§ Excerpt provided

================================

Or maybe I'm generally moved quite easily by things these days and me crying while watching this video had a LOT to do with the Band of Horses song and just a little bit of awe at the biker.
Saturday, August 22, 2009
Crowned
The time had come. I was of an age. The day had arrived. I got a crown and I got it in gold, just like I wanted. Everyone wondered why the heck I'd want a gold crown when, in this day and age, they make perfectly good enamel-tooth-colored ones?!
Hey, it's not my tooth anymore, why would I want to pretend?
I like the bling!
It's one of those in-a-financial-emergency, we have a safety net things (or, so I 'd always heard).
And, it was the only thing getting me through what I saw as a pretty depressing, aging, ruined thing. A crown! It was one step away from a root canal...I may as well go out with a bang!
After three appointments, lots of Novocain, and almost choking to death when the crown fell in my throat, I was actually feeling pretty good about my new gold tooth. On the way home, I saw this huge, young, Samoan guy with a gold tooth right smack dab in the middle of his smile. One of his two front teeth! Just glinting in the sun! I stopped him and told him how much I liked it.

================================

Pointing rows
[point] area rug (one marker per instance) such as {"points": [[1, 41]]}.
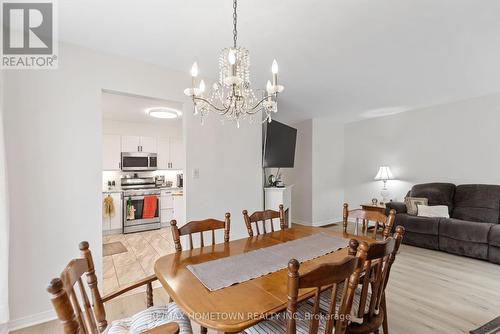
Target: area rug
{"points": [[492, 327], [113, 248]]}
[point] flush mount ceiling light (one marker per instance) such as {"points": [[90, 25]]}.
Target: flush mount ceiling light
{"points": [[163, 112], [232, 96]]}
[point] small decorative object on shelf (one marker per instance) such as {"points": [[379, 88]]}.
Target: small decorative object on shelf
{"points": [[384, 174]]}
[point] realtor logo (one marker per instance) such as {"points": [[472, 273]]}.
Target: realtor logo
{"points": [[28, 35]]}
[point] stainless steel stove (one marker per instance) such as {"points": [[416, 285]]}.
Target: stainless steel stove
{"points": [[134, 191]]}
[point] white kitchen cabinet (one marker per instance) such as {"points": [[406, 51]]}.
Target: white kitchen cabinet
{"points": [[111, 152], [148, 144], [274, 196], [163, 153], [166, 216], [131, 143], [113, 224], [139, 144], [176, 153], [170, 153], [179, 209]]}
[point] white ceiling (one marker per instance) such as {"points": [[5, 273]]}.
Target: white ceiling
{"points": [[132, 108], [348, 58]]}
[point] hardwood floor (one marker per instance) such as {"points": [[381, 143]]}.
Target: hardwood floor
{"points": [[428, 292]]}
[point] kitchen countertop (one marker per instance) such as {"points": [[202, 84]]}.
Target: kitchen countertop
{"points": [[119, 190]]}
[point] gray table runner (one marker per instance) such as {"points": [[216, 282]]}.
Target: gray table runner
{"points": [[221, 273]]}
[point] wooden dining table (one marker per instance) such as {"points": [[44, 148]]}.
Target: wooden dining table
{"points": [[237, 307]]}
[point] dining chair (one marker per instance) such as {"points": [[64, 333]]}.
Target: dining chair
{"points": [[369, 304], [79, 314], [200, 226], [367, 216], [262, 217], [342, 276]]}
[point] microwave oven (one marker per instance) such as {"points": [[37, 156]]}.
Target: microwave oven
{"points": [[138, 161]]}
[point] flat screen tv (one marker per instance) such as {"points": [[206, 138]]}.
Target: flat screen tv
{"points": [[279, 145]]}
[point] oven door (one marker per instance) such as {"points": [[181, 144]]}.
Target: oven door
{"points": [[138, 222], [136, 161]]}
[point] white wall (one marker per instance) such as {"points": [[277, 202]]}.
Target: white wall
{"points": [[53, 141], [318, 194], [301, 175], [229, 161], [327, 171], [457, 142]]}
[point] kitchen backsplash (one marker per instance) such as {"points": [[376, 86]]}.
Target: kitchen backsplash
{"points": [[170, 175]]}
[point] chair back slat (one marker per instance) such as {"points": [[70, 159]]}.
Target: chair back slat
{"points": [[92, 319], [89, 314], [199, 227], [377, 266], [76, 307], [367, 216], [261, 217], [345, 271]]}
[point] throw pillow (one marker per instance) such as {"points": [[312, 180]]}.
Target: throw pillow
{"points": [[437, 211], [412, 202]]}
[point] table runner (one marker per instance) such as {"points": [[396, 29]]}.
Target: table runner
{"points": [[221, 273]]}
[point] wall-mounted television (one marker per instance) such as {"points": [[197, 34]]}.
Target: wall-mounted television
{"points": [[279, 145]]}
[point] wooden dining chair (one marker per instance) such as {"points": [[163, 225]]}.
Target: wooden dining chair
{"points": [[367, 216], [342, 276], [79, 314], [200, 226], [369, 305], [261, 217]]}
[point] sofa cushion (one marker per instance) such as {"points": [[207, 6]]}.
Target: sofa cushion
{"points": [[464, 230], [437, 193], [494, 238], [417, 224], [477, 202]]}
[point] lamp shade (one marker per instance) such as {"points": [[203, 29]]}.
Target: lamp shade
{"points": [[384, 173]]}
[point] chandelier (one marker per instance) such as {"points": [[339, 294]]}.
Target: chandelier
{"points": [[232, 96]]}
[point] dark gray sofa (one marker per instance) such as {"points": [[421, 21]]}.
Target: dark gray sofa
{"points": [[473, 228]]}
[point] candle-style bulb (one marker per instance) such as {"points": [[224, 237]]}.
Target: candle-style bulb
{"points": [[269, 87], [274, 67], [231, 57], [194, 70]]}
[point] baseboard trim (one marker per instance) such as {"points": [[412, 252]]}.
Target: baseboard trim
{"points": [[326, 222], [31, 320]]}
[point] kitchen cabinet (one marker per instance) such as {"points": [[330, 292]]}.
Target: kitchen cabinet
{"points": [[176, 153], [179, 209], [166, 207], [170, 153], [163, 153], [139, 144], [113, 224], [111, 152], [148, 144]]}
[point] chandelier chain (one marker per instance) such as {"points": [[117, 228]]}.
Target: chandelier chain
{"points": [[235, 21]]}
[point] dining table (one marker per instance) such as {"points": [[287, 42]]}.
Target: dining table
{"points": [[237, 307]]}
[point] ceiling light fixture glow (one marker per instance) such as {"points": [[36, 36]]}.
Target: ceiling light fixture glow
{"points": [[163, 112]]}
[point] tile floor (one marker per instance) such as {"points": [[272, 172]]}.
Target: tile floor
{"points": [[143, 249]]}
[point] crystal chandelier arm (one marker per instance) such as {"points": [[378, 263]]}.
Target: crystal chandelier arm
{"points": [[221, 111], [254, 109]]}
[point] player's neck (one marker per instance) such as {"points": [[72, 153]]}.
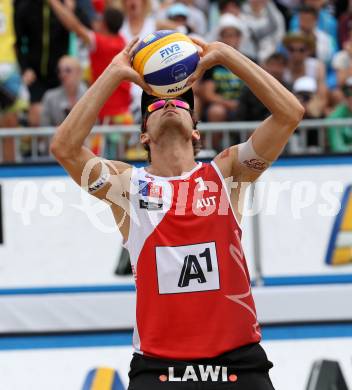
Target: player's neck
{"points": [[173, 160]]}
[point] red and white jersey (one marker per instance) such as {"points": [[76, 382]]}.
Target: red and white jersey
{"points": [[193, 289]]}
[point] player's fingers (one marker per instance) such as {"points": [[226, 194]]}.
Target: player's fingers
{"points": [[137, 79], [130, 45], [198, 73]]}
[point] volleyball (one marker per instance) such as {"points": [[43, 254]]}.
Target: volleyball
{"points": [[166, 59]]}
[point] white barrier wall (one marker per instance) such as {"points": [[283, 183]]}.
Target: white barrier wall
{"points": [[61, 368], [59, 248], [298, 207]]}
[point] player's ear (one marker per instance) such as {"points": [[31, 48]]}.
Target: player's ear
{"points": [[144, 138]]}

================================

§ Set task
Translate this sentence from the blog post about the gold crown into Spanish: "Hey, it's not my tooth anymore, why would I want to pretend?"

§ Worked solution
Oye, ya no es mi diente, ¿por qué querría fingir?